* **Assignment**:
Your task is to return the line containing "Need: for every" and each line after it through the end of the entries, exactly, with no other lines.

(Beginning of Supplied information)

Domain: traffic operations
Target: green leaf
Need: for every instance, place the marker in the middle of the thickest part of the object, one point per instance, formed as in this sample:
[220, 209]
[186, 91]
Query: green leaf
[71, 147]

(End of Supplied information)

* **Answer to the problem**:
Need: for every instance, place the marker in the middle of the thickest part of the object, one point per instance, formed as in this sample:
[220, 209]
[186, 91]
Query: green leaf
[71, 147]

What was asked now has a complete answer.